> [ABOUT THIS TASK]:
Answer these questions using the text on living liquid crystal below:
(a) Which two biological processes does the text say sensing devices made with living liquid crystal could monitor?
(b) At which university is Shuang Zhou a Ph.D. candidate?
(c) In which hall and building will the presentation "Living Liquid Crystals" take place?

> [TEXT UNDER STUDY]:
- - - - -

You can also control and guide active movements of the bacteria by manipulating variables such as oxygen availability, temperature or surface alignment, thus introducing a new design concept for creating microfluidic biological sensors. Living liquid crystal provides a medium to amplify tiny reactions that occur at the micro- and nano-scales — where molecules and viruses interact — and to also easily optically detect and analyze these reactions. That suits living liquid crystal to making sensing devices that monitor biological processes such as cancer growth, or infection. Such microfluidic technology is of increasing importance to biomedical sensing as a means of detecting disease in its earliest stages when it is most treatable, and most cost-effectively managed.

Quotes from the lead researcher and presentation details can be found in the Feb. 17, 2013 news item on newswise.com,

“As far as we know, these things have never been done systematically as we did before in experimental physics,” explained Shuang Zhou, a Ph.D. candidate at Ohio’s Kent State University. He collaborated on the project with Oleg Lavrentovich of Kent State, Andrey Sokolov of Argonne National Laboratory, in Illinois, and Igor Aranson of Argonne National Laboratory and Northwestern University, in Evanston, Ill.

“There are many potential applications for this kind of new material, but some of the more immediate are new approaches to biomedical sensing design,” Zhou said. He likens the current investigation to the “first handful of gold scooped out of a just-opened treasure chest. There are many more things to be done.”

The presentation “Living Liquid Crystals” by Shuang Zhou, Andrey Sokolov, Oleg D. Lavrentovich and Igor S. Aranson will be at 1:45 p.m. on Monday, February 17, 2014 in Hall D in San Francisco’s Moscone Convention Center.

- - - - -

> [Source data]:

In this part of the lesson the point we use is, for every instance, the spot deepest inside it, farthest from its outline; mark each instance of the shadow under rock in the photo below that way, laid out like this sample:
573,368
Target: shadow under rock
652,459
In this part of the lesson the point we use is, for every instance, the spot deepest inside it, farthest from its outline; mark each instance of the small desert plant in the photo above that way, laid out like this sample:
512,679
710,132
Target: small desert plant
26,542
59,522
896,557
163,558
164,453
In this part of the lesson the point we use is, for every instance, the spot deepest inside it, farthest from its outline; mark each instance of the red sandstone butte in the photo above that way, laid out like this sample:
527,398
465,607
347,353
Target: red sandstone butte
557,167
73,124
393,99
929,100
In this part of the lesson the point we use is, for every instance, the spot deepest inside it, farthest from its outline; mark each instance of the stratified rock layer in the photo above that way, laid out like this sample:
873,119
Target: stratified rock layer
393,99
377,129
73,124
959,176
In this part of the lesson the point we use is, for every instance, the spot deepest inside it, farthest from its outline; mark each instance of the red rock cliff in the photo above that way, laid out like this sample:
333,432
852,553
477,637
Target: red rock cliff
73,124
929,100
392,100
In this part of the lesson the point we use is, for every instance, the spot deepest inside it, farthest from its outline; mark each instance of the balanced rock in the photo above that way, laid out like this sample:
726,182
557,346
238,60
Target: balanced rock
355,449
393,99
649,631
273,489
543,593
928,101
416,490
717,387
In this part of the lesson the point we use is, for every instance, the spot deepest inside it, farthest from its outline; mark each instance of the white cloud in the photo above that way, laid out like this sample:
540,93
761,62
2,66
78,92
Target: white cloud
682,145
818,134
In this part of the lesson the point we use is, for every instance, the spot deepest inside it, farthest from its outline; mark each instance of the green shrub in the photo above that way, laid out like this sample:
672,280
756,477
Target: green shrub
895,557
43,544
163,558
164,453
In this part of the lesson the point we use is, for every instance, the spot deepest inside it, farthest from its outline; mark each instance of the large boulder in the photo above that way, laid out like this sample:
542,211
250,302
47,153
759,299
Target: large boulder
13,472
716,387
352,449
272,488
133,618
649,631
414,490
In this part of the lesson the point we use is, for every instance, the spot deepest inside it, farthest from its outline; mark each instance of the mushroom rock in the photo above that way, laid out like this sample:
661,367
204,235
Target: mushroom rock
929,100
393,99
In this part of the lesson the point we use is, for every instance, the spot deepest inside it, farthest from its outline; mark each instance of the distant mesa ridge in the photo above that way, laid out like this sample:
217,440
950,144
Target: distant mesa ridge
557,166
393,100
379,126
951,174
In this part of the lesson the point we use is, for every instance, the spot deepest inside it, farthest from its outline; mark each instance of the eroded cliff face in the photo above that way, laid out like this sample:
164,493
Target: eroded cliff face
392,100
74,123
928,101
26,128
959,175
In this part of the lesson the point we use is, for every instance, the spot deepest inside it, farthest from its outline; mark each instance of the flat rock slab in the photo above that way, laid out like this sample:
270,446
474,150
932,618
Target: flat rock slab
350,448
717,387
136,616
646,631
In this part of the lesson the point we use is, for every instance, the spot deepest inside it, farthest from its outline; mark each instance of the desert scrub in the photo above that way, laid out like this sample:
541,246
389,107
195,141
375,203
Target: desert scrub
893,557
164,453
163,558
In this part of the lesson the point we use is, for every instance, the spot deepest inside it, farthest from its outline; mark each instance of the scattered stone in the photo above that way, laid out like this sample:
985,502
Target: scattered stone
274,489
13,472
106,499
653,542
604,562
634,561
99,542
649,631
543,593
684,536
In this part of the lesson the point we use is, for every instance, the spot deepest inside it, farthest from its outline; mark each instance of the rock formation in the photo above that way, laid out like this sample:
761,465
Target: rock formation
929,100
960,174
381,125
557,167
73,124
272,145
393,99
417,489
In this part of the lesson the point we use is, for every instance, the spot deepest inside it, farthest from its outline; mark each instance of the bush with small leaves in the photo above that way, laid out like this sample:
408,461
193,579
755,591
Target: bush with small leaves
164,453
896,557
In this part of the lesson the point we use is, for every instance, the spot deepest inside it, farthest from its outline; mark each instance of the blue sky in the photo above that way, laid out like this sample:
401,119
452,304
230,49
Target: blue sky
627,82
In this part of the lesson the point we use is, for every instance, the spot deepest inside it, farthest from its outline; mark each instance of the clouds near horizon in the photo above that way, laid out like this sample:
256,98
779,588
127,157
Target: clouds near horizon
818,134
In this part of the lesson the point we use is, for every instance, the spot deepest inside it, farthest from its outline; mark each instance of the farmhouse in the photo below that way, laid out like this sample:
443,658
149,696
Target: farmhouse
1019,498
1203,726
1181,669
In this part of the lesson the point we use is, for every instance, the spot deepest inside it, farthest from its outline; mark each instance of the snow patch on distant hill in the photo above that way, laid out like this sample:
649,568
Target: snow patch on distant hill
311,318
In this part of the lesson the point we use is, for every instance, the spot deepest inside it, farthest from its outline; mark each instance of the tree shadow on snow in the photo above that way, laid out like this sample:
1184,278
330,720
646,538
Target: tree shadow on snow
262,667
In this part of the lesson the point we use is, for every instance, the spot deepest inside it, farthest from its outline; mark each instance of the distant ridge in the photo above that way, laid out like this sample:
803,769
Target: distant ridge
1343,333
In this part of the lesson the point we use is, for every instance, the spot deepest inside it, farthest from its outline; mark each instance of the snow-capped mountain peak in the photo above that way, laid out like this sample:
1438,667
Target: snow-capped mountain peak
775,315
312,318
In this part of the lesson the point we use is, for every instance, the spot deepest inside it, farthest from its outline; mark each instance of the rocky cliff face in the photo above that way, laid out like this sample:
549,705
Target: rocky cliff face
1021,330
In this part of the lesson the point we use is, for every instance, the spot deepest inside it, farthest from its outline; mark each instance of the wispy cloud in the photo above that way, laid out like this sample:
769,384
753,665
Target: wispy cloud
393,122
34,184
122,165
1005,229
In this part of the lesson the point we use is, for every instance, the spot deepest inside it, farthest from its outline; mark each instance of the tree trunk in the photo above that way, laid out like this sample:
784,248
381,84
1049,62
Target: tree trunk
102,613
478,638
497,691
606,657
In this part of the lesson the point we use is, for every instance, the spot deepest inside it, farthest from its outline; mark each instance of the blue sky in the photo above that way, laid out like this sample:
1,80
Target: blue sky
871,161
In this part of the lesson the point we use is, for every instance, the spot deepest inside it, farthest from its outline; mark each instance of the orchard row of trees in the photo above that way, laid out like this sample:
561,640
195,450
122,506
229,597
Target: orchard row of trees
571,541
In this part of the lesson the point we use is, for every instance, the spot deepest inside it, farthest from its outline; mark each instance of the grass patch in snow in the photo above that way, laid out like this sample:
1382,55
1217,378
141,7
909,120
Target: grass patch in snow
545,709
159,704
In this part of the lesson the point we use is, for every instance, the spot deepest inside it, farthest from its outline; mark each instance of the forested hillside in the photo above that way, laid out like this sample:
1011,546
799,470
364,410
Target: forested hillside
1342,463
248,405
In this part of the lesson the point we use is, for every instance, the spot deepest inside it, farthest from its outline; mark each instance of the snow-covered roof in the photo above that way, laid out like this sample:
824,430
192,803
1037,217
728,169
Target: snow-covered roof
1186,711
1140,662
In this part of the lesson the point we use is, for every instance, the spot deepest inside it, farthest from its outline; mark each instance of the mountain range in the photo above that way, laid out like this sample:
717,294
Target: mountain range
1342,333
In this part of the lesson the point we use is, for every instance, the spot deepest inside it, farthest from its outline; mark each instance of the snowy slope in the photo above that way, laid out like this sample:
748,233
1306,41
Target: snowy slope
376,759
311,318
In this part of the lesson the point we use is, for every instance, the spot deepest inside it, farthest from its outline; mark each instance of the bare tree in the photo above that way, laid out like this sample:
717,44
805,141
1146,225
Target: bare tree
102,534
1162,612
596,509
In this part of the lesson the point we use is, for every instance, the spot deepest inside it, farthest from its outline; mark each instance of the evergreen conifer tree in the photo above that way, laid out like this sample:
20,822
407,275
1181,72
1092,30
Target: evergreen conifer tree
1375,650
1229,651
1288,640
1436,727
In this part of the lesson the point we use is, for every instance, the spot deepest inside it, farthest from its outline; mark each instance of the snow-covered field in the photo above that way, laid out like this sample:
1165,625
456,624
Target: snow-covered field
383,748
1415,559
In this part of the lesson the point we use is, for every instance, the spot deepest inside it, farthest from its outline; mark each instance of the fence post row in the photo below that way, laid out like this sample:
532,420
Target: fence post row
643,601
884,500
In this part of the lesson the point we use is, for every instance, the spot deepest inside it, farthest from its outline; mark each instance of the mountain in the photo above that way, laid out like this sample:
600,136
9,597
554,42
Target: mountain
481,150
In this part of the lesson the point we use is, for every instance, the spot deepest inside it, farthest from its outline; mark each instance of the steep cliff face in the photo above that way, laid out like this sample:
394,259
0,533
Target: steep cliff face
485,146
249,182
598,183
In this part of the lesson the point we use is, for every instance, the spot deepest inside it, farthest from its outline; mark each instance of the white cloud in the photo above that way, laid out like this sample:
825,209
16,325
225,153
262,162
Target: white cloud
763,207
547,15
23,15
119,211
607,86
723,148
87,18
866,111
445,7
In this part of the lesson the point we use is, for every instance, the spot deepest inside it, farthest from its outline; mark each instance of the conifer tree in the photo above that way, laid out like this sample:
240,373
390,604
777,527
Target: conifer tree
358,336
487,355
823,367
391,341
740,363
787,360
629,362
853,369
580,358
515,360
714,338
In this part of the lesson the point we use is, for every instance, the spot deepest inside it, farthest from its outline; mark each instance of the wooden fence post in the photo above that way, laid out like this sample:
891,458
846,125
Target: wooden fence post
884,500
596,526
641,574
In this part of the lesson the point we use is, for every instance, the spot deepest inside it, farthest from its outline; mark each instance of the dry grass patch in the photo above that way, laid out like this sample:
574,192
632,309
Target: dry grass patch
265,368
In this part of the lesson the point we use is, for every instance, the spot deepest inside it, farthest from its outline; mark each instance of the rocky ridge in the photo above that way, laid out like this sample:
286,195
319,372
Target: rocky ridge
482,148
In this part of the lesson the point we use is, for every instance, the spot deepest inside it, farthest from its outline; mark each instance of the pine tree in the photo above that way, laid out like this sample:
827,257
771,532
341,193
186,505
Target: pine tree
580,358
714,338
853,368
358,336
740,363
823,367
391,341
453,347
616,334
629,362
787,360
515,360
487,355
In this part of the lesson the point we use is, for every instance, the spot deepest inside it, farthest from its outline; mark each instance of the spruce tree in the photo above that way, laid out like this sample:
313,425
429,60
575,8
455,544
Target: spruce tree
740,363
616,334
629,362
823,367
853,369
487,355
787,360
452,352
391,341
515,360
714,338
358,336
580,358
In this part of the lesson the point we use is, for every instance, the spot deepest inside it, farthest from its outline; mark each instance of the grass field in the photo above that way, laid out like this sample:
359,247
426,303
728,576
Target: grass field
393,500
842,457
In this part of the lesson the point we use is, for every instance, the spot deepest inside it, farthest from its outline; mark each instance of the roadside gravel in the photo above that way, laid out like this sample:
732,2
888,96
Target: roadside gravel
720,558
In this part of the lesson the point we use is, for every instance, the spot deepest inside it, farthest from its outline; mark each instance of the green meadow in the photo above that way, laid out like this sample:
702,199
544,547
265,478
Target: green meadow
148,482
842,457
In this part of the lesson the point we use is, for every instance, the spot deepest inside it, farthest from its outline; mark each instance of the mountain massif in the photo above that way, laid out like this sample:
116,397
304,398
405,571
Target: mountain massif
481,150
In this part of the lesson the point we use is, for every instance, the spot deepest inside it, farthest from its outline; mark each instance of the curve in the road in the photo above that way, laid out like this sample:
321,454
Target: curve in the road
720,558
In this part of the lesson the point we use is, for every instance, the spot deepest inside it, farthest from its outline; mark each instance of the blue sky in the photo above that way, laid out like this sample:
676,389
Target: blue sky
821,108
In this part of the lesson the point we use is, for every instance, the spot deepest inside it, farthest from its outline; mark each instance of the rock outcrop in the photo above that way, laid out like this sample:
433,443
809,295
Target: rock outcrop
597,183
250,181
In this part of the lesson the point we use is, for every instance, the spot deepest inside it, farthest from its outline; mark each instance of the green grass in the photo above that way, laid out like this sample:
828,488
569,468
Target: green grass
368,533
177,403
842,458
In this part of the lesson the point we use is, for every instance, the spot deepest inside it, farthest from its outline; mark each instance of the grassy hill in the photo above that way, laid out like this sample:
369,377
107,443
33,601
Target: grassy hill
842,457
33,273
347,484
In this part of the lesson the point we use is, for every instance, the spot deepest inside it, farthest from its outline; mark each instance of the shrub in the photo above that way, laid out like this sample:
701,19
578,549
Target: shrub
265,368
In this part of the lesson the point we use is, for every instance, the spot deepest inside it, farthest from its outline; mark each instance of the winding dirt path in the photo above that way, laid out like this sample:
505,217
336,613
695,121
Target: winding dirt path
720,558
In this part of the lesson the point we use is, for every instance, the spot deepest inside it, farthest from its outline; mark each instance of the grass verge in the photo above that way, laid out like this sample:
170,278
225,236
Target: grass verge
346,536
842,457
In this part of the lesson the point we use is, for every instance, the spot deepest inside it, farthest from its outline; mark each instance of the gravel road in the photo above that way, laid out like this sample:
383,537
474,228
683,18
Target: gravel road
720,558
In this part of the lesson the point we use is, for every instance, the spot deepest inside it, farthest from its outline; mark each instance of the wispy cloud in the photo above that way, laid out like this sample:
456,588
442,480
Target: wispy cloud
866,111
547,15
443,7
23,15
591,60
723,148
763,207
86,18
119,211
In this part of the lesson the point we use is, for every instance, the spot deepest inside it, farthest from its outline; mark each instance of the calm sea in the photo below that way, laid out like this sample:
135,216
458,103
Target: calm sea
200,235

- - - - -

> [RESULT OF THIS EXERCISE]:
(a) Cancer growth and infection.
(b) Kent State University in Ohio.
(c) Hall D in San Francisco's Moscone Convention Center.